**SUPPLIED RECORDS:**

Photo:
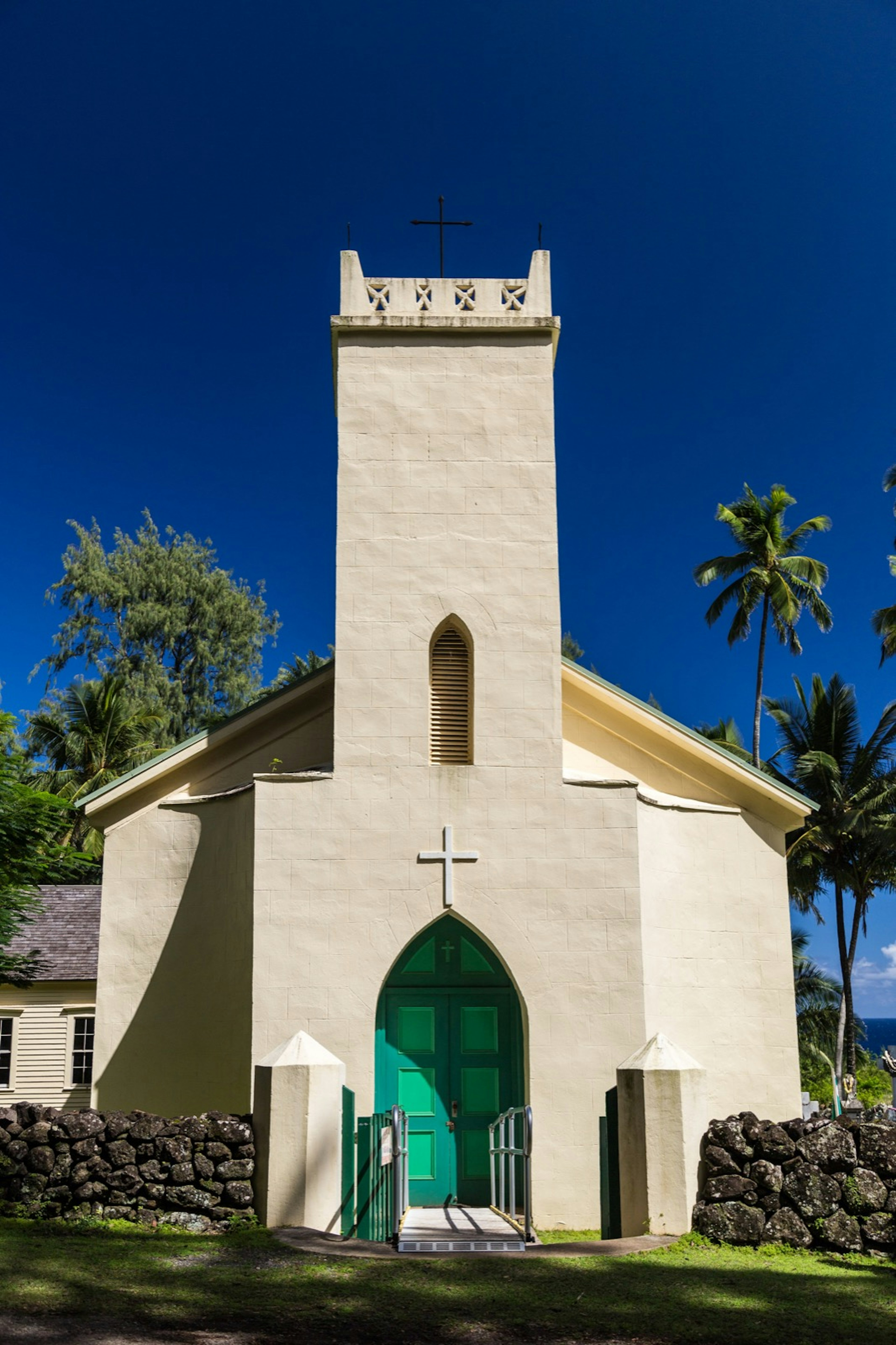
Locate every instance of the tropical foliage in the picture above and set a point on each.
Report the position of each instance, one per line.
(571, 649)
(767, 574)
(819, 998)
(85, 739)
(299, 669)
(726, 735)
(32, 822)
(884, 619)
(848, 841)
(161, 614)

**THE PROBLEM:** All records must be output exactly as they are, except for the pictures, which are left out.

**COMPLETE OUTPUT:**
Photo:
Locate every instance of the tropical foliage in the picture above and set a point on each.
Report the position of each instance, one per line.
(571, 649)
(767, 574)
(819, 998)
(85, 739)
(299, 669)
(726, 735)
(32, 822)
(884, 619)
(848, 841)
(161, 614)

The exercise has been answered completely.